Task brief: Transcribe nothing but the lines from the one with "find yellow flower" to the end of the entries, both included, keeping each exact and leaving every picture out.

Input for this task:
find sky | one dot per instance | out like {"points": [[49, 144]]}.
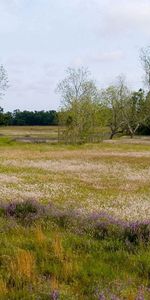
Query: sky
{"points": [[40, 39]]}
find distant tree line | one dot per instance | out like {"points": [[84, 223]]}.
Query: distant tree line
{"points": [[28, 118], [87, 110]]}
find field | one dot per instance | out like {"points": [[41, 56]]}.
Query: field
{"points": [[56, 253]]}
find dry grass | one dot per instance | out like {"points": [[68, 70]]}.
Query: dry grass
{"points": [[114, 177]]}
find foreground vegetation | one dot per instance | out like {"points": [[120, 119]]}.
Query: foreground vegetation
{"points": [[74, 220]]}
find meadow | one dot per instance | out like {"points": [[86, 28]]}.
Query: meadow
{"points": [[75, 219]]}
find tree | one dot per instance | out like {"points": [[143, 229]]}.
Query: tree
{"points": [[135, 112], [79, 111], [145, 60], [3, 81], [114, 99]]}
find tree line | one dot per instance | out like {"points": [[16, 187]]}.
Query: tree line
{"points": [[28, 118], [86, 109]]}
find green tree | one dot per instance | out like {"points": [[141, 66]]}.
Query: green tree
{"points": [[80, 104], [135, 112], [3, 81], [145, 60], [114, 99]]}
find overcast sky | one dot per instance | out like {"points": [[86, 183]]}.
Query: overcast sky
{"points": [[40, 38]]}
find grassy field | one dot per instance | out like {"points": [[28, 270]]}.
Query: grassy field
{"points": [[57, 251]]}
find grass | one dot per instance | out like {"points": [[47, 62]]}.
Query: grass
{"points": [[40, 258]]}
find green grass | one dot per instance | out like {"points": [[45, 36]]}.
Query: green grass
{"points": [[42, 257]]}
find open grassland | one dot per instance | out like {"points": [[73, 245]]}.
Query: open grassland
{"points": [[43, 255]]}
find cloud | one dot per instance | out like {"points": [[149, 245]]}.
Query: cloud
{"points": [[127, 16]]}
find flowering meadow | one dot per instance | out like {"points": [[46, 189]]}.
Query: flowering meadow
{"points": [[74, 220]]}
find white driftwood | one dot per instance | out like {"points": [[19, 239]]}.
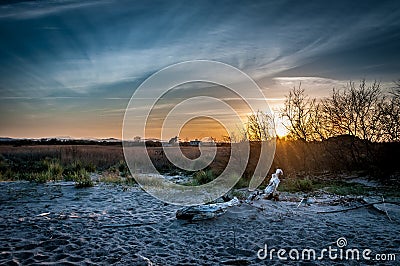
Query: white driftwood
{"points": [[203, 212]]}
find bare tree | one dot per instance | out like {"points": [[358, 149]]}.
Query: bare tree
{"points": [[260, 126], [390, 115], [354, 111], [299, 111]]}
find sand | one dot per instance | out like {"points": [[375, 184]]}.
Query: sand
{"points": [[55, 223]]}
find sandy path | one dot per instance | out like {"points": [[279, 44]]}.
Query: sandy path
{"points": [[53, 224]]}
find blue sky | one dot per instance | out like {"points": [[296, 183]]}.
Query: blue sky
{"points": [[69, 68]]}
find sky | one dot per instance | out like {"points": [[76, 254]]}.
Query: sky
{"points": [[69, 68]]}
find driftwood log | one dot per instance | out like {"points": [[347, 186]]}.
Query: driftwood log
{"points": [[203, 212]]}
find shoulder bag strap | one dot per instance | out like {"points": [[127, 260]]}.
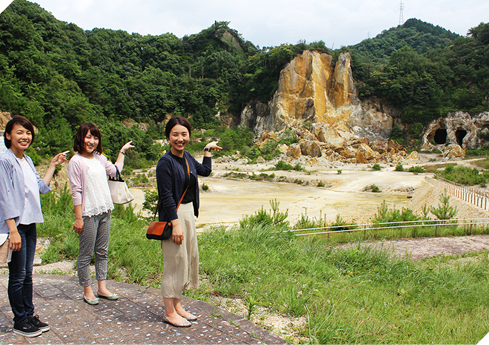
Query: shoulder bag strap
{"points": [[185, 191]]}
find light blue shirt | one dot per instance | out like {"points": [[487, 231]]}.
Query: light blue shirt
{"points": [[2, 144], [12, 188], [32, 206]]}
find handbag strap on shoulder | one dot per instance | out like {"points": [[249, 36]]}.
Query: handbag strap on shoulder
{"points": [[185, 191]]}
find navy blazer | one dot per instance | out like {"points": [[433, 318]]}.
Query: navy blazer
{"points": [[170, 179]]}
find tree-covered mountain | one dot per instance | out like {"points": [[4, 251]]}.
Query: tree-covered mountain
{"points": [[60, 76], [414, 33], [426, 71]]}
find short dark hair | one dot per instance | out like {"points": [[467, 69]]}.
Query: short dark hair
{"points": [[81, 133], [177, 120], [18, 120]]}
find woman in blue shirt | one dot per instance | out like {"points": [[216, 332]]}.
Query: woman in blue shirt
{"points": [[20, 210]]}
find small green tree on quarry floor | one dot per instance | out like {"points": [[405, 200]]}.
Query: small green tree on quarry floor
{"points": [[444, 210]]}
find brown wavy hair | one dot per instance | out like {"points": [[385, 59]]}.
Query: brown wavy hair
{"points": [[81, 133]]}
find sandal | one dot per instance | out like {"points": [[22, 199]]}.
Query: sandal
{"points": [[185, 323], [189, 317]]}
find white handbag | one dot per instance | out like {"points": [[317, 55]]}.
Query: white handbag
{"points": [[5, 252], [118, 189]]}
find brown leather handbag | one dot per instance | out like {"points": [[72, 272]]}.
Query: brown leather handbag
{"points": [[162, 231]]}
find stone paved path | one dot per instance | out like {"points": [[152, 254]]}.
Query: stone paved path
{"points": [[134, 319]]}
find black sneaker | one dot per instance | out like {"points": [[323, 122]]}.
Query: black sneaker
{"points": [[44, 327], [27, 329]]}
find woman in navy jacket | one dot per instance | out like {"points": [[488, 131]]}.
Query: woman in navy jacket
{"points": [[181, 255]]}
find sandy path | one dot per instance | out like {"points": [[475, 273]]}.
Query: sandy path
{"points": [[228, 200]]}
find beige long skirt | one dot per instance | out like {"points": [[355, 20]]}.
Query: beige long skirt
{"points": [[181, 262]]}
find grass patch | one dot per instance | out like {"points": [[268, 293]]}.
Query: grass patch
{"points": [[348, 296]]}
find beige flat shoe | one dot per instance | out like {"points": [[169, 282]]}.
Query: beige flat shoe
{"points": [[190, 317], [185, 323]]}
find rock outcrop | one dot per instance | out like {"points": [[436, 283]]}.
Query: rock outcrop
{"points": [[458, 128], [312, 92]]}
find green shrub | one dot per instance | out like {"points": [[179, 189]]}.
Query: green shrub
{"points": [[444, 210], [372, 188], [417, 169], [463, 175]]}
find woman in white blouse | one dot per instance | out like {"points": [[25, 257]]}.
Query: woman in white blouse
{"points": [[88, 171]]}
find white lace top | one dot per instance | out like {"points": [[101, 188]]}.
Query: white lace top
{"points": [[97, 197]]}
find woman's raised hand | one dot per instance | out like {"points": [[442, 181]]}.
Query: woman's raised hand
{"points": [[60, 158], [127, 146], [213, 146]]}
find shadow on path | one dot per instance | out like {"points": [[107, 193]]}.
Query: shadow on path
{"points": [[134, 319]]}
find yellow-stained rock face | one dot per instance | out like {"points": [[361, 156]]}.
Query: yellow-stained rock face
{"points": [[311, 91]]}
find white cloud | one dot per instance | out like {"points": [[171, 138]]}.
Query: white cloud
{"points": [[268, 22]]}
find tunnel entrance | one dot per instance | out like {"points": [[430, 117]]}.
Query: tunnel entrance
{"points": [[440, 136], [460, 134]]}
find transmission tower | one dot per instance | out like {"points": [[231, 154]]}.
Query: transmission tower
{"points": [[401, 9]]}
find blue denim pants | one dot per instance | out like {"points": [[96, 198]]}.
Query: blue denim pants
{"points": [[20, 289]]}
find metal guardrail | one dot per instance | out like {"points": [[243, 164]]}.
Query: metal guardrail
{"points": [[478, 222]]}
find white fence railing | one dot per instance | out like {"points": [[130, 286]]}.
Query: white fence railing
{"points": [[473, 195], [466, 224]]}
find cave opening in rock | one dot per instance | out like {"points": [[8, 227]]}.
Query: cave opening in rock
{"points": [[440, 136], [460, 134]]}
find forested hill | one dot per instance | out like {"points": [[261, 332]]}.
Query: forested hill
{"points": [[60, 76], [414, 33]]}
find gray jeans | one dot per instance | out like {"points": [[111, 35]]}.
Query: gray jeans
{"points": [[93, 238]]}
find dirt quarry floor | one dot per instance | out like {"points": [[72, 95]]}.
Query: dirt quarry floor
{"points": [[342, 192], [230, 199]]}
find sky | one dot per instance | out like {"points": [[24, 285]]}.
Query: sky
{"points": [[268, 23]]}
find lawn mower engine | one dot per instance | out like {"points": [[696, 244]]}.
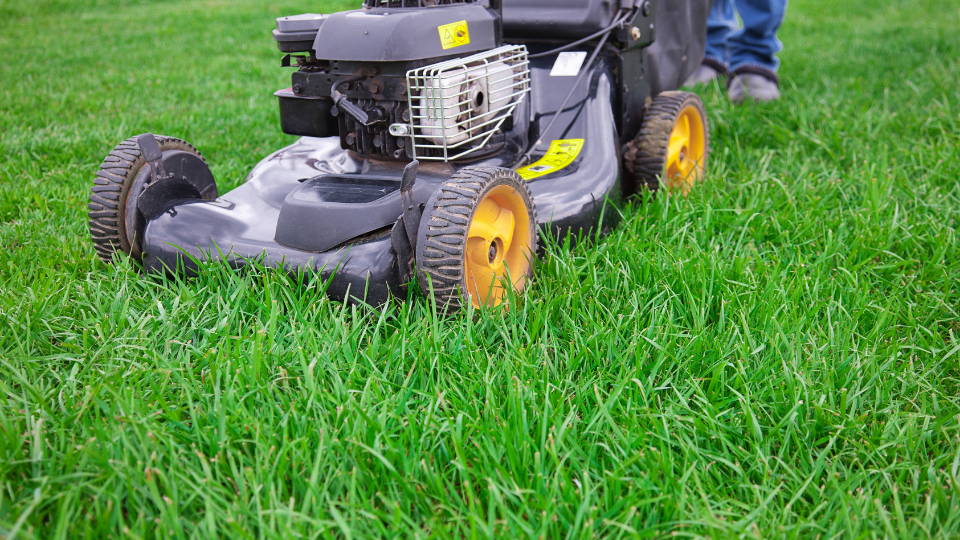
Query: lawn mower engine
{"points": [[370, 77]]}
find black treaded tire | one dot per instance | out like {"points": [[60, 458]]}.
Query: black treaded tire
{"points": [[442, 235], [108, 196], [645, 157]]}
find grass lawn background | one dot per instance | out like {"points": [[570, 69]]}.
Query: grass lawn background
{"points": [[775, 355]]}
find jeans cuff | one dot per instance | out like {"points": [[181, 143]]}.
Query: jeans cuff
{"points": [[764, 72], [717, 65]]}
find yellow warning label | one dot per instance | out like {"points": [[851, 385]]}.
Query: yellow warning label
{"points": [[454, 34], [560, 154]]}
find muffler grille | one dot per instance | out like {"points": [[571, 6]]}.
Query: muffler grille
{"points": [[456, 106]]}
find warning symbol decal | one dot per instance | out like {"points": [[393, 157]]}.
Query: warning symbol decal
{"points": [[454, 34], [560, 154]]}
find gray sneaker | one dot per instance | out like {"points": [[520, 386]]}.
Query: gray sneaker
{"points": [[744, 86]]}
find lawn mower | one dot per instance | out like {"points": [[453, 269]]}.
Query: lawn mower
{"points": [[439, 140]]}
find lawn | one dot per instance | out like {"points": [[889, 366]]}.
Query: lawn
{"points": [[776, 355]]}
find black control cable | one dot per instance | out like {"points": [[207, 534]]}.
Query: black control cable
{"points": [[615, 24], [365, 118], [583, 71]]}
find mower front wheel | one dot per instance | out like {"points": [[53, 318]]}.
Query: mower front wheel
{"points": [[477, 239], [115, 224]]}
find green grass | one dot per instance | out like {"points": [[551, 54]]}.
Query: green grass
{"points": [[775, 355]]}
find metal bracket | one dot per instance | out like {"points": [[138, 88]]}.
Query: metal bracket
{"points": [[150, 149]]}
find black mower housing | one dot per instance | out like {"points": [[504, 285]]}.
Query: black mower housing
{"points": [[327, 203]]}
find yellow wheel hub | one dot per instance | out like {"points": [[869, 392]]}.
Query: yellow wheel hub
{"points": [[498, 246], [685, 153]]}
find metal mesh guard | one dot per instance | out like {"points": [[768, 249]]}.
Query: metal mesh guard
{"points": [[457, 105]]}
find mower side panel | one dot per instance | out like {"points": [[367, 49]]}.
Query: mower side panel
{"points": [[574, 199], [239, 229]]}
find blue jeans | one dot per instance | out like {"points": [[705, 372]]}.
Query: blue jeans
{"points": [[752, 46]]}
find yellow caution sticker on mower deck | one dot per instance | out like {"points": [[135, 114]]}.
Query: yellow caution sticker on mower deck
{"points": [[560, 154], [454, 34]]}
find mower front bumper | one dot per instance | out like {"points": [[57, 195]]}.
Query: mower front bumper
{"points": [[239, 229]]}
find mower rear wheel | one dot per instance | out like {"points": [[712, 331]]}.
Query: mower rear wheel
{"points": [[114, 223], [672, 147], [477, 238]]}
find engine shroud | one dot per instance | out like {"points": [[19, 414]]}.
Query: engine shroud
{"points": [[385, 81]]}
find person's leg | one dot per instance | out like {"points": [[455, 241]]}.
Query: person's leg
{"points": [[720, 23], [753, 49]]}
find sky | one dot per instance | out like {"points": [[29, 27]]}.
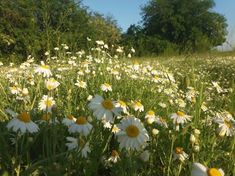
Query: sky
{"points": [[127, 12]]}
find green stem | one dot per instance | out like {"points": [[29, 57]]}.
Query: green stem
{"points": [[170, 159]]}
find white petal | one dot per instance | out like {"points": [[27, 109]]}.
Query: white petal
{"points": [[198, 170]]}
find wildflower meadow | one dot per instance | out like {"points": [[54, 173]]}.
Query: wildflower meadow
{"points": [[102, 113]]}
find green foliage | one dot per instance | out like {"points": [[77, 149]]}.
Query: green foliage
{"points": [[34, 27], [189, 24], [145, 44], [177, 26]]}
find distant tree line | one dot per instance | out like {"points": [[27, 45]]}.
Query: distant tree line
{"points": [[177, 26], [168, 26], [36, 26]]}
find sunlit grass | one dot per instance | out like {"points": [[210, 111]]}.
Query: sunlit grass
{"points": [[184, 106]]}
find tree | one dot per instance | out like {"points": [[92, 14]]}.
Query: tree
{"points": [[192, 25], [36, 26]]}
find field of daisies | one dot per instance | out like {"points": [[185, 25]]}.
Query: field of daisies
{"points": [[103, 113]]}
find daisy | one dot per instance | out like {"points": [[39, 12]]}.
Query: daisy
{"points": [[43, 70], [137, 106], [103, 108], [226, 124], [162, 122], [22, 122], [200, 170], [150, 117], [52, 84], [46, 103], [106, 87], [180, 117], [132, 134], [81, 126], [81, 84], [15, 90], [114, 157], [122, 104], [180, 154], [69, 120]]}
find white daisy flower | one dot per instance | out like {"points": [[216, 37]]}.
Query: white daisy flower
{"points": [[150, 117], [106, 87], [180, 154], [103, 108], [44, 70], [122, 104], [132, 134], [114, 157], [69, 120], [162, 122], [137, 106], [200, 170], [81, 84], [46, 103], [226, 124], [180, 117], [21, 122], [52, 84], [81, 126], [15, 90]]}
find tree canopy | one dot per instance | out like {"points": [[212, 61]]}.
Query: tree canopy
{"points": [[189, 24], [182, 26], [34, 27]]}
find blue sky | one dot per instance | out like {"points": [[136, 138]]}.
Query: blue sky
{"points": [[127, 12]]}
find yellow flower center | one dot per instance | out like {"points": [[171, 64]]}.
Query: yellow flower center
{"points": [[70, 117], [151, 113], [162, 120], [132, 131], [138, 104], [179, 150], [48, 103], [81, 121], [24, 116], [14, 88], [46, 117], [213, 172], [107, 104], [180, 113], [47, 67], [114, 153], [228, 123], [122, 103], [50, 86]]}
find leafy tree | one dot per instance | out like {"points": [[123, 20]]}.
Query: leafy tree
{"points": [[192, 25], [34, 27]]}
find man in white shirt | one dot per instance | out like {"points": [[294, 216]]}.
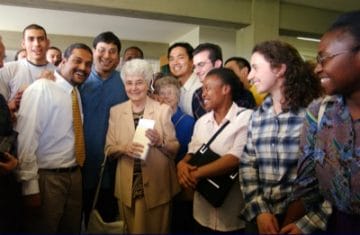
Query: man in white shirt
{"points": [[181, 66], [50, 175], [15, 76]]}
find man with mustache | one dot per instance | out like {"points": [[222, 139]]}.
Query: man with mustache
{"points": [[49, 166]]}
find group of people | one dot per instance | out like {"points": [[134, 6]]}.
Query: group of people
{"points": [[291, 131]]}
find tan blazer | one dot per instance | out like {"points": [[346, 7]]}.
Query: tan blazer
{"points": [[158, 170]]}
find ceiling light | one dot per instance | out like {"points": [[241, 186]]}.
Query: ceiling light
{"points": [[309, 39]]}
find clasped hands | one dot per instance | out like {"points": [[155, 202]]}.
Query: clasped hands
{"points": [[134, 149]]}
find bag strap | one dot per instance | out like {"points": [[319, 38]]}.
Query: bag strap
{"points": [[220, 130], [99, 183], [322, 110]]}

Final result:
find yellow flower center | one dot per instance | out like {"points": [[171, 64]]}.
Query: yellow flower center
{"points": [[70, 117], [151, 113], [162, 120], [132, 131], [138, 104], [179, 150], [48, 103], [81, 121], [24, 116], [14, 88], [46, 117], [213, 172], [107, 104], [180, 113], [47, 67], [114, 153], [228, 123], [122, 103], [50, 86]]}
find leafy tree | one dot per instance | out like {"points": [[123, 20]]}.
Query: leafy tree
{"points": [[192, 25], [34, 27]]}
find man in white shirt | one dot per instance | out like {"points": [[294, 216]]}.
Query: man in white shirt
{"points": [[181, 66], [50, 175], [15, 76]]}
find man with mustache | one dot per instance | out like {"points": [[222, 139]]}.
Query: man with mustache
{"points": [[49, 166]]}
find group of people | one dot per instance | out like {"points": [[134, 6]]}.
Query: group of people
{"points": [[291, 131]]}
find tan blazer | one dot per instance | out like {"points": [[346, 7]]}.
Query: tan blazer
{"points": [[158, 170]]}
find ceiling light | one dot per instance | out like {"points": [[241, 186]]}.
Query: ceiling light
{"points": [[309, 39]]}
find clasped hands | one dot per instance | out like {"points": [[155, 202]]}.
Query: clasped hands
{"points": [[134, 149]]}
find bag strap | one dot per instance | out like {"points": [[319, 38]]}.
Query: bag strap
{"points": [[220, 130], [99, 183], [322, 110]]}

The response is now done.